Excerpts from a dataset:
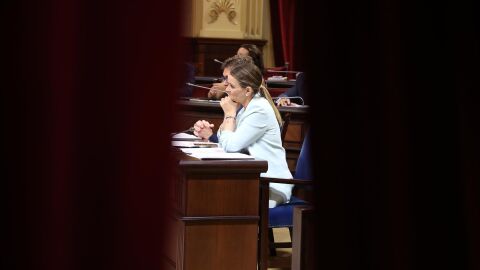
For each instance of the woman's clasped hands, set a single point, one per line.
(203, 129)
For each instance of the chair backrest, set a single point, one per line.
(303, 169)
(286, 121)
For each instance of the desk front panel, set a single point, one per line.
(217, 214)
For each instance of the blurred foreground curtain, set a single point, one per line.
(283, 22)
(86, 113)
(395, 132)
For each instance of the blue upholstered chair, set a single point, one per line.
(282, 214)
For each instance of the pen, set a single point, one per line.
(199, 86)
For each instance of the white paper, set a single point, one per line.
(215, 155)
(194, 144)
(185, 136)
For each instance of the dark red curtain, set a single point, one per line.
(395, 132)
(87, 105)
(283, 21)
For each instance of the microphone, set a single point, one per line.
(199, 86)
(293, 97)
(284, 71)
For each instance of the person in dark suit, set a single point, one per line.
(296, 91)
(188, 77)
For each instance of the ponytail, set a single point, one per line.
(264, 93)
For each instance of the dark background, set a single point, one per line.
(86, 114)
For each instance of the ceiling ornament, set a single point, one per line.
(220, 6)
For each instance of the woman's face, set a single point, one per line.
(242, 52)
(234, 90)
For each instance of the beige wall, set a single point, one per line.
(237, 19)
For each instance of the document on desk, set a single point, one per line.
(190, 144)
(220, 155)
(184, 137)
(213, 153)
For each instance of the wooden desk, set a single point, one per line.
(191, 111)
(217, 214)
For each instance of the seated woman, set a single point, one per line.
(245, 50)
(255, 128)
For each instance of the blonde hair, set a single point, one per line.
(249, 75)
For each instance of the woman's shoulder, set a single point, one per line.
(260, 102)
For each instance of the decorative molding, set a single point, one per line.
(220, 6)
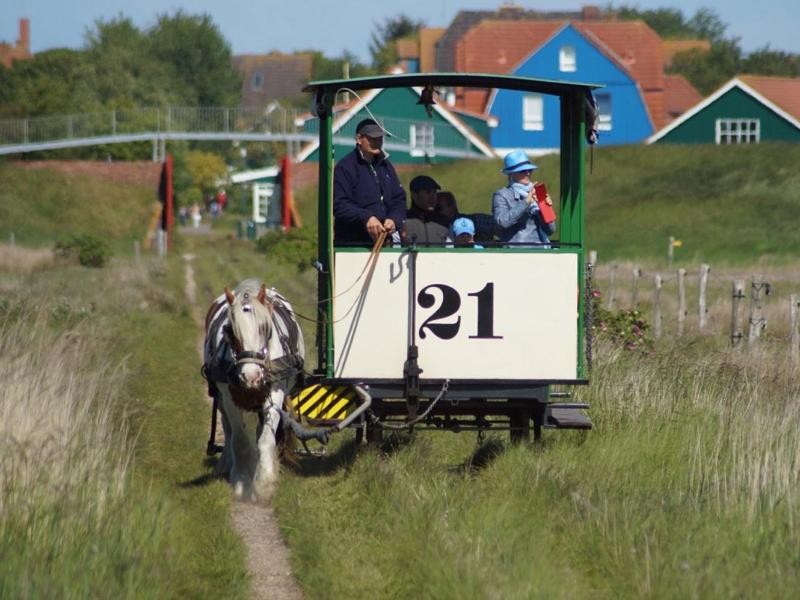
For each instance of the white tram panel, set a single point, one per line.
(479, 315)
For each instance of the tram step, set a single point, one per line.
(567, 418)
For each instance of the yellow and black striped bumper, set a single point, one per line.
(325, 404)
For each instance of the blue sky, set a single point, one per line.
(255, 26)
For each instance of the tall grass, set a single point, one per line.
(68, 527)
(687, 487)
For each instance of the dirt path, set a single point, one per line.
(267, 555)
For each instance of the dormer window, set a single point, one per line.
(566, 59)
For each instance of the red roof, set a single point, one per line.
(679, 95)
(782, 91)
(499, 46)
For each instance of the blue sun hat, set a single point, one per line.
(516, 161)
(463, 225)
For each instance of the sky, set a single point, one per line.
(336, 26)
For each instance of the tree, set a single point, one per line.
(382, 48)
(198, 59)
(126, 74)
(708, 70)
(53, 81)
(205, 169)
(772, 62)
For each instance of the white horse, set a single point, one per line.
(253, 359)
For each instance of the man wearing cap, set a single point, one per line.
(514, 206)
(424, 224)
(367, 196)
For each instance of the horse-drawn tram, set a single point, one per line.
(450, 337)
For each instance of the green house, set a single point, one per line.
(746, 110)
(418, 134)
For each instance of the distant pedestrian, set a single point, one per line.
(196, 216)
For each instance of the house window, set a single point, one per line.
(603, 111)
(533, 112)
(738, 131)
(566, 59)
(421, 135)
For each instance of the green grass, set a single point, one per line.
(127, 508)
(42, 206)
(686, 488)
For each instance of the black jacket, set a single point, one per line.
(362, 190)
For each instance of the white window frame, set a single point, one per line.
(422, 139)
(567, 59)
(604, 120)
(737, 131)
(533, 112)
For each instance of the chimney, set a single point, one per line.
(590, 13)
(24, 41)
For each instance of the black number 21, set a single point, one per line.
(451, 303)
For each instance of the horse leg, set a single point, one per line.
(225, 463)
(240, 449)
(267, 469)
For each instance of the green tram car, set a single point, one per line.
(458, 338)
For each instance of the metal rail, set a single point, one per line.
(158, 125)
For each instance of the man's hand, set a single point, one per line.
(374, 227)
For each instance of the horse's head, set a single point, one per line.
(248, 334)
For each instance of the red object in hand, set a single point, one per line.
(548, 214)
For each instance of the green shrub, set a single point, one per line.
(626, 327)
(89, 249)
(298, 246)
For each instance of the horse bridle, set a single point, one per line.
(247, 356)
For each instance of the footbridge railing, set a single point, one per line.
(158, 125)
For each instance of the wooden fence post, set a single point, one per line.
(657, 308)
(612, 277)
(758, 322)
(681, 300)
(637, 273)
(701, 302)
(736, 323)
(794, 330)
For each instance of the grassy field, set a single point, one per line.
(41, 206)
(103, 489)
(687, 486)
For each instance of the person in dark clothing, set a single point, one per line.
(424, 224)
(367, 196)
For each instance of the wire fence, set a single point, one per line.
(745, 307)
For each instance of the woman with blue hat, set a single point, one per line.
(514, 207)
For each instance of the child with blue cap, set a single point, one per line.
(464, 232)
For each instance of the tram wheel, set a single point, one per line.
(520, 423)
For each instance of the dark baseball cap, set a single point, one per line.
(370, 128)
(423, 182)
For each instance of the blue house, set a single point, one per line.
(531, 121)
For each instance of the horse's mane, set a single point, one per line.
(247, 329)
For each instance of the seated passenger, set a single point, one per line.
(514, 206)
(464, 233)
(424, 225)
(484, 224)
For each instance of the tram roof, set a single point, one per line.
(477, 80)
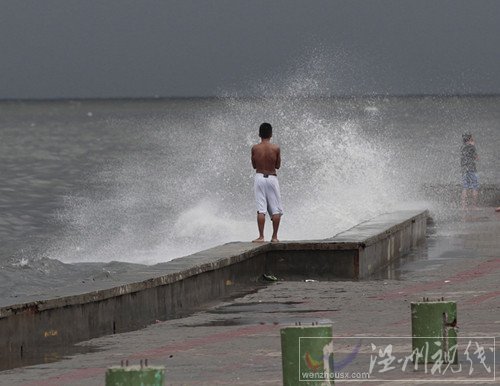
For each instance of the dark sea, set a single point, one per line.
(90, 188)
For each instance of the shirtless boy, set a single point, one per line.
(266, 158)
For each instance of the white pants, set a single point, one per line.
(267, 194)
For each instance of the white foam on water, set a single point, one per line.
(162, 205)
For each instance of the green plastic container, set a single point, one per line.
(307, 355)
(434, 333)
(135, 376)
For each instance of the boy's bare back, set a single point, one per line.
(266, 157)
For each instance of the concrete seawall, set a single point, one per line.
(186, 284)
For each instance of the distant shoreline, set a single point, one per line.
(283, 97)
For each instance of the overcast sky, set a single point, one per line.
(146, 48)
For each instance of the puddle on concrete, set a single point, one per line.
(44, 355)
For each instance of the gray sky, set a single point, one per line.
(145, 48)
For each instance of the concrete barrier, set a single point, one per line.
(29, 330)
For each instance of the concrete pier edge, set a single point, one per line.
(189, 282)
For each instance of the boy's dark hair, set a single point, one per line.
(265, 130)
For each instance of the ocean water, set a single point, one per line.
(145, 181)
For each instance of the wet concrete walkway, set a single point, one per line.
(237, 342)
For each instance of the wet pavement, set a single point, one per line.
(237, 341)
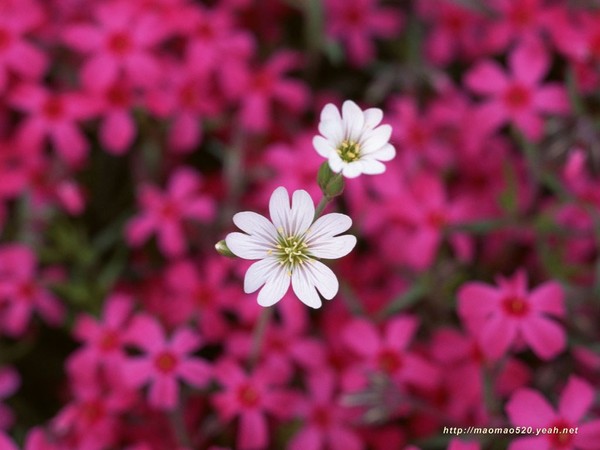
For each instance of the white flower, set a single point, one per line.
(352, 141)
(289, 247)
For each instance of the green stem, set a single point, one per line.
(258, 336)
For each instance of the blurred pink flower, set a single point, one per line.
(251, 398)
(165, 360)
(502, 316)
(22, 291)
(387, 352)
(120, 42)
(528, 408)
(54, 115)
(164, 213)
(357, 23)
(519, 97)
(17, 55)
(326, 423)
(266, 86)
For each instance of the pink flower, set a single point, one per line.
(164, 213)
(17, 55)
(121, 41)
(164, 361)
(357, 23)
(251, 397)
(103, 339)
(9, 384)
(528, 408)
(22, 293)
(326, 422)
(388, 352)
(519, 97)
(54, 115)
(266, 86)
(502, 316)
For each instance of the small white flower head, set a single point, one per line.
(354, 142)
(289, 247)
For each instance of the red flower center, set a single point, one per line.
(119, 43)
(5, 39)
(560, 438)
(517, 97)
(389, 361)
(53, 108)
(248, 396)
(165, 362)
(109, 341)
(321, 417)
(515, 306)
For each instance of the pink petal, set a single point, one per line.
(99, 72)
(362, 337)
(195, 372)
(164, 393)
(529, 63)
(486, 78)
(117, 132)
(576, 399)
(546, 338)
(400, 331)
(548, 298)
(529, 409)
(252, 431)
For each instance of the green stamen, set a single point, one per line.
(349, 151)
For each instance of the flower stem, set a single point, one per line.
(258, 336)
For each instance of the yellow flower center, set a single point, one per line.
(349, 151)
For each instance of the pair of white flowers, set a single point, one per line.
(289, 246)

Problem requirements: Each record has to be set down verbatim, and the pictures must not appear in the copy.

Solution to this exercise:
For each instance of the woman's clasped hands, set a single point, one per line.
(203, 129)
For each instance of the chair backrest, set a single point, one per line.
(303, 169)
(286, 121)
For each instance of the desk front panel, set a single point, one per line.
(217, 214)
For each instance of the blurred foreground curtain, set a single point, one per line.
(283, 22)
(86, 113)
(395, 132)
For each instance of the blue upholstered chair, set a single point, one per line.
(282, 214)
For each instance of the pen, set a single point, one per line.
(199, 86)
For each instance of the white paper, set a single point, one per line.
(215, 155)
(194, 144)
(185, 136)
For each instance of the dark red curtain, set a single point, one per line.
(395, 132)
(87, 105)
(283, 21)
For each instance of the microphone, set a single point, one per line.
(199, 86)
(293, 97)
(284, 71)
For each instance of the person in dark suit, set a single point, one per line.
(296, 91)
(188, 77)
For each instance of the ponytail, set a single point, one per line.
(264, 93)
For each instance of the dark background, set a single point, one per line.
(86, 114)
For each instance of the ceiling ornament, set a single point, one per line.
(220, 6)
For each instance of the woman's face, set a single point, one per line.
(242, 52)
(234, 90)
For each instance of the beige wall, set a single point, one per line.
(237, 19)
For each instance of the document on desk, set a single point, one per line.
(190, 144)
(220, 155)
(184, 137)
(213, 153)
For each instance of the wooden desk, set a single point, one per line.
(191, 111)
(217, 214)
For each instance of the seated woman, set a single point, one per line.
(245, 50)
(255, 128)
For each instance of the blonde hair, set a single point, one per line.
(249, 75)
For each instance of the woman's shoulder, set a single point, one per line.
(260, 102)
For each instance of the decorative molding, set a single point, one per line.
(220, 6)
For each instance of the white tram panel, set a single point, one per line.
(479, 315)
For each instance of the tram step, set a single point, one per line.
(567, 418)
For each instance of the yellow and black striped bumper, set a single point, one per line.
(325, 404)
For each instance of the blue sky, set a single point, one per line.
(255, 26)
For each instance of the tall grass, set a single point, one per line.
(68, 527)
(687, 487)
For each instance of the dirt path, set a single point, one per line.
(267, 555)
For each instance of the dormer window, set a single point, one per line.
(566, 59)
For each instance of the red roof, set a single point, one per line.
(679, 95)
(782, 91)
(499, 46)
For each instance of the blue sun hat, set a single point, one per line.
(516, 161)
(463, 225)
For each instance of the sky, set a single point, one per line.
(336, 26)
For each instance of the tree, set a single point, one per line.
(382, 48)
(198, 59)
(126, 74)
(708, 70)
(53, 81)
(205, 169)
(772, 62)
For each instance of the white horse, set a single point, one per line.
(253, 359)
For each instance of the man wearing cap, set a single point, one per line.
(514, 206)
(424, 224)
(367, 196)
For each instance of the horse-drawn tram, set a single point, one per line.
(450, 337)
For each instance of the green house, set a single point, one per line.
(746, 110)
(418, 134)
For each instance of the distant pedestrian, set a single point, one per line.
(196, 216)
For each instance of the house window, set a single point, one per line.
(603, 111)
(533, 112)
(738, 131)
(566, 59)
(421, 135)
For each instance of the green grass, set a single point, one per line.
(127, 508)
(42, 206)
(686, 488)
For each instance of the black jacket, set a single point, one per line.
(362, 190)
For each instance of the white window frame, set a single point, one per line.
(422, 139)
(567, 59)
(604, 120)
(737, 131)
(533, 112)
For each instance of the chimney, set a single point, one per line.
(590, 13)
(24, 41)
For each instance of the black number 21, set a single point, one per line.
(451, 303)
For each instance of the horse leg, set a single point, one per line.
(225, 463)
(240, 449)
(267, 469)
For each instance of the green tram car, set a single point, one per line.
(458, 338)
For each instance of the metal rail, set a single point, one per line.
(158, 125)
For each instance of the man's hand, set a single point, one per line.
(374, 227)
For each instance of the horse's head, set a single point, one per line.
(248, 334)
For each instance of the red object in hand, set a single point, one per line.
(548, 214)
For each instance of the green shrub, set a single point, one per line.
(626, 327)
(89, 249)
(298, 246)
For each instance of the horse bridle, set a single point, one per line.
(247, 356)
For each instance of the footbridge railing, set a single point, one per line.
(158, 125)
For each instance of the wooden fence post, set a single point, one per line.
(657, 308)
(612, 277)
(758, 322)
(681, 300)
(637, 273)
(701, 302)
(736, 323)
(794, 330)
For each instance of the grassy field, set a single point, one per line.
(41, 206)
(103, 489)
(687, 486)
For each instance of the person in dark clothing, set a single point, one per line.
(424, 224)
(367, 196)
For each instance of the wire fence, set a single point, one per line.
(745, 307)
For each instance of the woman with blue hat, set a single point, one per line.
(514, 207)
For each instance of the child with blue cap, set a single point, one per line.
(464, 232)
For each instance of the tram wheel, set a single point, one per line.
(520, 423)
For each instance of the dark baseball cap, set a single point, one per line.
(370, 128)
(423, 182)
For each instance of the blue house, set a single point, one per line.
(531, 121)
For each instance of the horse's mane, set a single point, one per line.
(247, 329)
For each instance of the seated passenger, set a single point, one per line.
(514, 206)
(464, 233)
(424, 225)
(484, 224)
For each instance of the tram roof, set a single point, one per line.
(477, 80)
For each instance of the dark sea, set a single point, one per line.
(90, 188)
For each instance of the shirtless boy, set a single point, one per line.
(266, 158)
For each instance of the white pants, set a single point, one per line.
(267, 194)
For each instance of the white foam on water, set a single point, one per line.
(162, 205)
For each instance of the green plastic container, set a single point, one per line.
(307, 355)
(434, 333)
(135, 376)
For each instance of the boy's bare back, set a single point, one per line.
(266, 157)
For each instance of the concrete seawall, set a single point, one per line.
(186, 284)
For each instance of the distant shoreline, set a single point, one per line.
(283, 97)
For each instance of the overcast sky, set a single point, one per line.
(146, 48)
For each instance of the puddle on concrete, set a single point, one per line.
(44, 355)
For each instance of the gray sky, set a single point, one per line.
(145, 48)
For each instance of the concrete barrier, set a single point, one per line.
(29, 330)
For each instance of the concrete pier edge, set a single point, one per line.
(189, 282)
For each instance of the boy's dark hair, set a single point, one per line.
(265, 130)
For each instance of the ocean water, set a single point, one per line.
(145, 181)
For each instance of the wet concrete walkway, set a single point, one per line.
(237, 342)
For each instance of the wet pavement, set a single point, one per line.
(237, 341)
For each instance of the white flower, set a single point, one per line.
(352, 141)
(289, 247)
For each instance of the green stem, set a single point, one per line.
(258, 336)
For each instance of the blurred pink flower, set a single point, one per line.
(251, 398)
(165, 360)
(502, 316)
(22, 291)
(387, 352)
(120, 42)
(528, 408)
(54, 115)
(164, 213)
(357, 23)
(519, 97)
(17, 55)
(326, 423)
(266, 86)
For each instance of the pink flower, set a single point, one per line.
(164, 213)
(17, 55)
(121, 41)
(164, 361)
(357, 23)
(251, 397)
(103, 339)
(9, 384)
(528, 408)
(22, 293)
(326, 422)
(388, 352)
(519, 97)
(54, 115)
(266, 86)
(502, 316)
For each instance of the small white flower head, set a single point, one per line.
(354, 142)
(289, 247)
For each instance of the red flower center, set a single point, one per line.
(119, 43)
(5, 39)
(560, 438)
(517, 97)
(389, 361)
(53, 108)
(248, 396)
(165, 362)
(109, 341)
(321, 417)
(515, 306)
For each instance of the pink petal, set a single point, one per line.
(99, 72)
(362, 337)
(195, 372)
(164, 393)
(529, 63)
(486, 78)
(117, 132)
(576, 399)
(546, 338)
(400, 331)
(548, 298)
(529, 409)
(252, 431)
For each instance of the green stamen, set a single point, one per line.
(349, 151)
For each instance of the flower stem, set a single point, one per line.
(258, 336)
For each instance of the yellow flower center, set a single point, one per line.
(349, 151)
For each instance of the pair of white flowers, set a single point, one per line.
(289, 246)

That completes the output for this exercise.